Most efficient way to do an array lookup

Get help with using AutoHotkey (v1.1 and older) and its commands and hotkeys
JJohnston2
Posts: 204
Joined: 24 Jun 2015, 23:38

Most efficient way to do an array lookup

30 Jun 2017, 13:53

For...
  • A search string I'd like to find in a text file
  • The string will be an exact match of one full line in the text file, and one line only
  • i.e., there are no duplicates in the file
  • And if there were, only the first result is needed
  • The files have potential to be thousands of lines long and maybe 150 chars per line, so not very large in the general scheme of things
  • Function needs to return what line number of the file the search string can be found on
Currently there is working code to do this by using Loop, Read, then doing a compare If (A_LoopReadLine=SearchStr). When a match is found, the loop A_Index value is saved, the loop breaks and the function returns the saved index (indicating the line # found).

This works but it's a really a terrible way to do an array lookup. Even worse, the current code runs multiple times (reading the file from disk) instead of loading it once and doing a lookup in memory after-the-fact.

Questions
  1. Is there an easy way to map a text file into an array of lines without using a loop to read them in? Loop implementation would be easy, just wondering if there's a different way
  2. Once the text lines are in an array, is there built-in command or RegExMatch method that could be used without having to loop and manually compare every line the array?
  3. Or another idea: Would it be possible just to read the file contents into a single variable and be able to figure out which line of the file a string is on by finding a match and then counting how many line endings are prior to that? (Or something of that nature?)
  4. Maybe an associative array might work for one-time lookup if the indices were stored and the search string was used as the key?
Just looking for some more efficient ways to code this type of thing.
User avatar
FanaticGuru
Posts: 1906
Joined: 30 Sep 2013, 22:25

Re: Most efficient way to do an array lookup

30 Jun 2017, 14:13

Code: Select all

FileRead, FileText, % A_Desktop "\Test\List.txt"

Saved data entries:
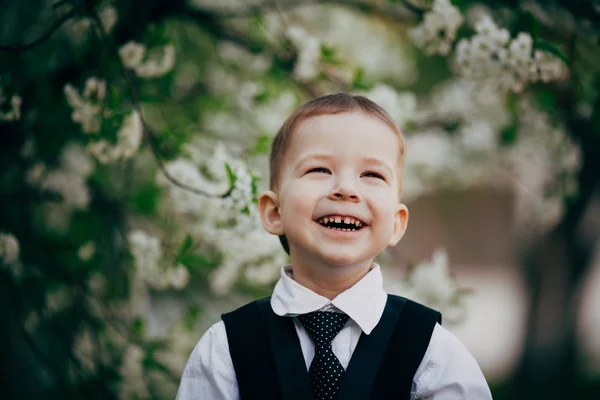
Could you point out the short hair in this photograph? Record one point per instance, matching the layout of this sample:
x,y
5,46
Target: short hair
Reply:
x,y
337,103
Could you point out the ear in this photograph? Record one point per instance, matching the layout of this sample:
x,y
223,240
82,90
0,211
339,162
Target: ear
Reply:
x,y
400,223
268,208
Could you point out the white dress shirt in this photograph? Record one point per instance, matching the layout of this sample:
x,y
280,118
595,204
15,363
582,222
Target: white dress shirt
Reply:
x,y
447,371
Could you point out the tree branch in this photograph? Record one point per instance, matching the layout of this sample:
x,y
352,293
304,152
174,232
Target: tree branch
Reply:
x,y
147,132
407,12
45,36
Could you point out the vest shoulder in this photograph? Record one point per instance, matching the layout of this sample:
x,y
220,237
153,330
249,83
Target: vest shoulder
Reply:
x,y
249,308
417,307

### WHAT YOU NEED TO DO
1. Decide whether each statement below agrees with the AutoHotkey array lookup thread. Answer yes or no for each, and quote the words from the thread that settle it.
(a) The search string matches one full line of the file and no other line.
(b) The files are expected to be very large.
(c) The current code loads the file once and then searches it in memory.
2. Answer these questions from the AutoHotkey array lookup thread:
(a) On what date and at what time was the first post made?
(b) How many posts does FanaticGuru have?
(c) What must the function return?
3. Continue the AutoHotkey array lookup thread from the point where it stops.

### RESULTS
1.
(a) Yes: "The string will be an exact match of one full line in the text file, and one line only"
(b) No: "so not very large in the general scheme of things"
(c) No: "the current code runs multiple times (reading the file from disk) instead of loading it once and doing a lookup in memory after-the-fact"

2.
(a) 30 Jun 2017, 13:53
(b) 1906
(c) The line number of the file on which the search string can be found

3.
Data := {}
Loop, Parse, FileText, `n, `r
	Data[A_LoopField] := A_Index
SearchLine := "kasdklfjasjkf asjdf  sjdf ksd sjf14525j kj534k67 8**( klsjdklfjsd f 14 15kjsk kl 1j4k1k 1kj 1 "

MsgBox % Data[SearchLine]
The basic premise is to get all the file, put each line in an array with the line text as the "key" and the line number as the "value".

One important point is that an array "key" is not case sensitive so this search will also not be case sensitive. If that is required there is a more complicated "object" that can be used called "Scripting.Dictionary".

Also I am not sure if there is any text that would cause a problem as a key for an array.

FG
Hotkey Help - Help Dialog for Currently Running AHK Scripts
AHK Startup - Consolidate Multiply AHK Scripts with one Tray Icon
Hotstring Manager - Create and Manage Hotstrings
[Class] WinHook - Create Window Shell Hooks and Window Event Hooks
JJohnston2
Posts: 204
Joined: 24 Jun 2015, 23:38

Re: Most efficient way to do an array lookup

30 Jun 2017, 14:53

Thanks, this is very close to what I was considering doing but it would have taken me a while to get to what you are showing here.

Also, if anyone wanders along later, it looks like the StringSplit function can be used regarding my original Question #1.

This solution however needs the loop to assign the index, so StringSplit doesn't do any good in this case and the above solution is more elegant anyway.

Thanks.
Helgef
Posts: 4709
Joined: 17 Jul 2016, 01:02
Contact:

Re: Most efficient way to do an array lookup

30 Jun 2017, 15:23

Instr(allLines "`n", line "`n"), typed on the phone, I hope it's ok.
Cheers.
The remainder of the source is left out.